提供抜粋:
+===+
やはり同じ感想を持ちました。読んでいる間は、言葉や文章の美しさに惹かれて最後まで読むのですが、読み終わってみると、私には作品の全体像が上手くつかみきれないようです。

遠藤さん 2022/3/23 11:20 投稿

本作は保坂さんの第2作品目の作品になります。
前作「眼差し」にて保坂さんの小説は心象風景、心象小説と受け止めましたが、本作もまた心象小説と呼べるでしょう。
ただし、前作程分かりづらくなく、今作の方が具体的な感じがしました。
主人公の亘は、家人を病院に迎えに行き、手続きを待っている間に、かつて学生時代に長い療養をしていた自らの病院での生活を想い出します。そこには甲斐甲斐しく見舞い、世話を焼いてくれる良子の存在がある。
彼女は亘と修との間で揺れ動いている時期であった。
亘は自らの病気の今後や将来が見られず、良子に別れを告げる。それにより、良子は修と一緒になる決心をする。
その矢先、良子は交通事故によって亡くなる。
良子から亘に対して書かれた走り書きには、良子の亘に対する未練のようなものが読み取れた。
この小説には「眼差し」の人物像が重なる。
眼差しの女性と良子は同一人物なのではないかと勘繰ったりします。
保坂さんの文章は巧いし、参考になる表現も多いのですが、やや型式ばった固い表現、言い回しが多いと思います。
+===+
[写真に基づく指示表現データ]
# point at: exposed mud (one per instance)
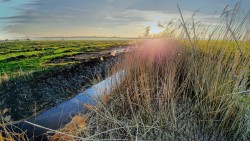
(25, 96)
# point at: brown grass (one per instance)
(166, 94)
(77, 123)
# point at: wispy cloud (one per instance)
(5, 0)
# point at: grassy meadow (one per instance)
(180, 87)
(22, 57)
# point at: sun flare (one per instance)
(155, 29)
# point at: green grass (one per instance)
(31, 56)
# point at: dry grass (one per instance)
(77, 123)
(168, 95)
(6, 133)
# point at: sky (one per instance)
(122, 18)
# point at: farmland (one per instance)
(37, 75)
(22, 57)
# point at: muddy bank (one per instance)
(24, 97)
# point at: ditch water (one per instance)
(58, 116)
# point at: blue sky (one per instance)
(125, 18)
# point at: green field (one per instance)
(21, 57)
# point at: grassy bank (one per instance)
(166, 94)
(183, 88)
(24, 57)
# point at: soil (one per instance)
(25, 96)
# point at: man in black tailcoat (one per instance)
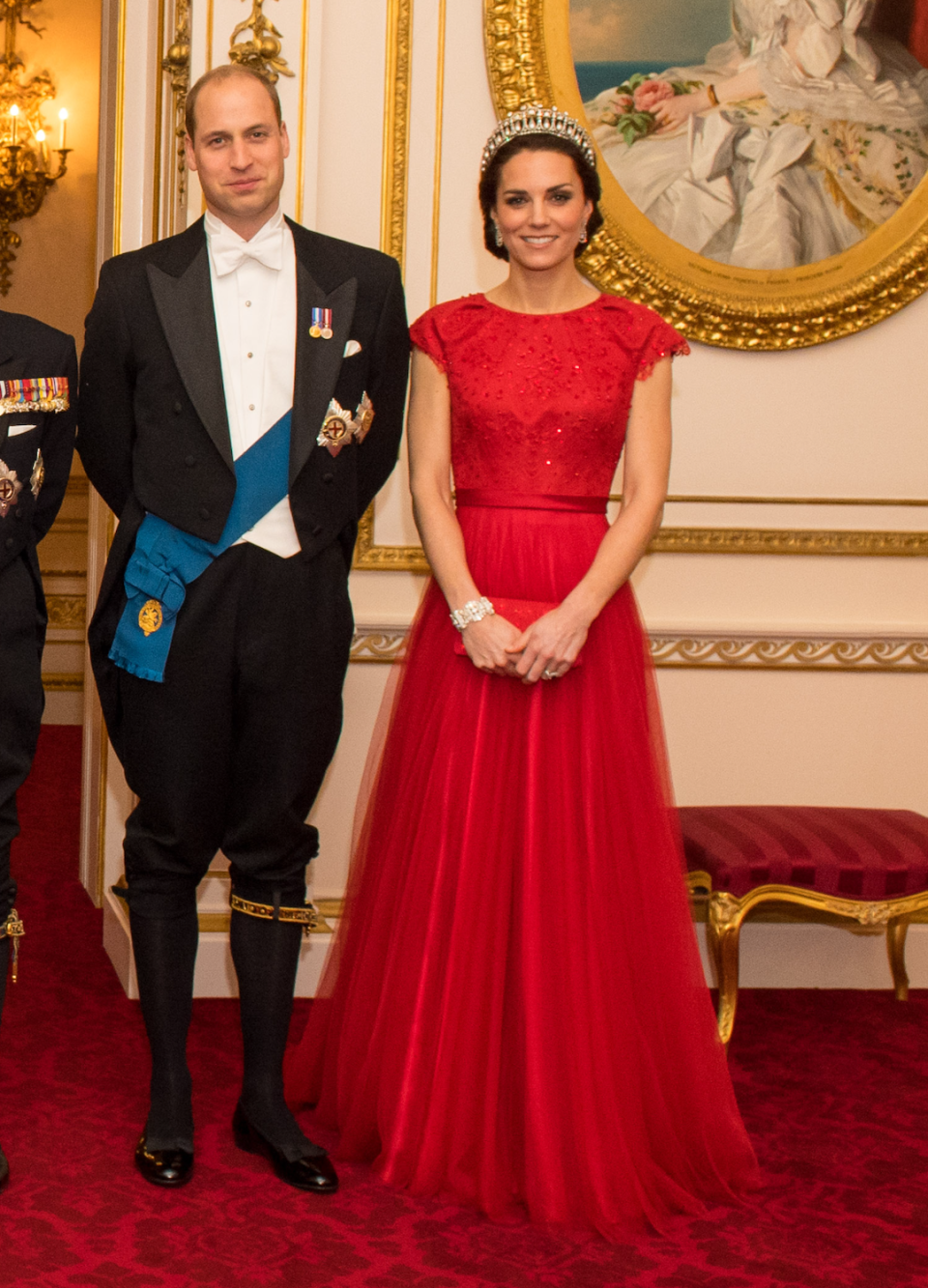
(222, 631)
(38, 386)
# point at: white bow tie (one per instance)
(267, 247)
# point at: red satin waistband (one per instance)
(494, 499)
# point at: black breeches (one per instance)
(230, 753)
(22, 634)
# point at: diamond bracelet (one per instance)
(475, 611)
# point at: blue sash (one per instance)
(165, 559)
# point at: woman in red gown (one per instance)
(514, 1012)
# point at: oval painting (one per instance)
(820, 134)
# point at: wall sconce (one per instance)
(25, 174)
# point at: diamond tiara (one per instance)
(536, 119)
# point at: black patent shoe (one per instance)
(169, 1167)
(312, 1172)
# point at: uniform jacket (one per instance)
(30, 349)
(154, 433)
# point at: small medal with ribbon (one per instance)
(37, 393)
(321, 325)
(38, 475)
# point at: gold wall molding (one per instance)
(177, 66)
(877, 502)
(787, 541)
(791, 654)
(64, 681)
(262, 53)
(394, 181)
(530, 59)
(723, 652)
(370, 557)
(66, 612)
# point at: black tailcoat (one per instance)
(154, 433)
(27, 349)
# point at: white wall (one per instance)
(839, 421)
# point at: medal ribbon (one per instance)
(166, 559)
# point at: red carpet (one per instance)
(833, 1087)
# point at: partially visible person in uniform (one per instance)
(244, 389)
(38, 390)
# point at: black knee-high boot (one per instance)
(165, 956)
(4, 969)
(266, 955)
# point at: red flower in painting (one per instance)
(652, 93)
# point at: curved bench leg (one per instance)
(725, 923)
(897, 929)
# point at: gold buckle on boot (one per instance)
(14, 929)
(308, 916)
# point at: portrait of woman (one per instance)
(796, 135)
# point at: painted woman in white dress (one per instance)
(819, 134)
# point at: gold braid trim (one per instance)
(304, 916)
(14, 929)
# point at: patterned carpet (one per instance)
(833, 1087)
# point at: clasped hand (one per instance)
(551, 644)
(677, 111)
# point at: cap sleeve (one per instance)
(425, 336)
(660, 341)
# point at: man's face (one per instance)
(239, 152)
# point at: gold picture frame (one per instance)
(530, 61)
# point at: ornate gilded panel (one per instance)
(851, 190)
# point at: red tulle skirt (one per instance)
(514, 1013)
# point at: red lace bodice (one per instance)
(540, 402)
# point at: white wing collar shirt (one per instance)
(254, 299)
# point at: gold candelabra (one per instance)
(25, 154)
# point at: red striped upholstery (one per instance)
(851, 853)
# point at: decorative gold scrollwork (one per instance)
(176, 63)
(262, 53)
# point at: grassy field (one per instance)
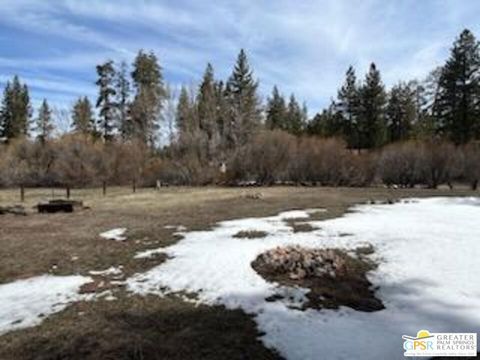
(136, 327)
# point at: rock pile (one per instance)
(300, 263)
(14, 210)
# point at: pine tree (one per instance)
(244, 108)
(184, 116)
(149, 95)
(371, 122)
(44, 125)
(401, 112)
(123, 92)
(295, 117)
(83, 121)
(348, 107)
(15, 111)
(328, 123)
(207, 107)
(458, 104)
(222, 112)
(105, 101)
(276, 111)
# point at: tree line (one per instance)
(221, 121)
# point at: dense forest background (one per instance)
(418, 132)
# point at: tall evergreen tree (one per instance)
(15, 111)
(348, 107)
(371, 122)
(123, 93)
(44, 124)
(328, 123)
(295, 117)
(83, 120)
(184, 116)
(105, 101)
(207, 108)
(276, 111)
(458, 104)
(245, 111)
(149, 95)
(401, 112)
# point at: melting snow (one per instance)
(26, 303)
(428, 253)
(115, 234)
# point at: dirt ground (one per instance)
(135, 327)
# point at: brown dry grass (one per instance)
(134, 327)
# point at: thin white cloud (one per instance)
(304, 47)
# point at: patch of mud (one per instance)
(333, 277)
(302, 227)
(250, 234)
+===+
課題の内容:
小説の感想文について、次の問いに答えよ。
(a) 本作は保坂さんの何作目の作品か。
(b) 亘が学生時代の病院での生活を想い出すのは、何を待っている間か。
(c) 良子は何によって亡くなるか。
レコードは別の出典から採られたものだ。

課題の出力:
(a) 第2作品目
(b) 家人を病院に迎えに行き、その手続きを待っている間
(c) 交通事故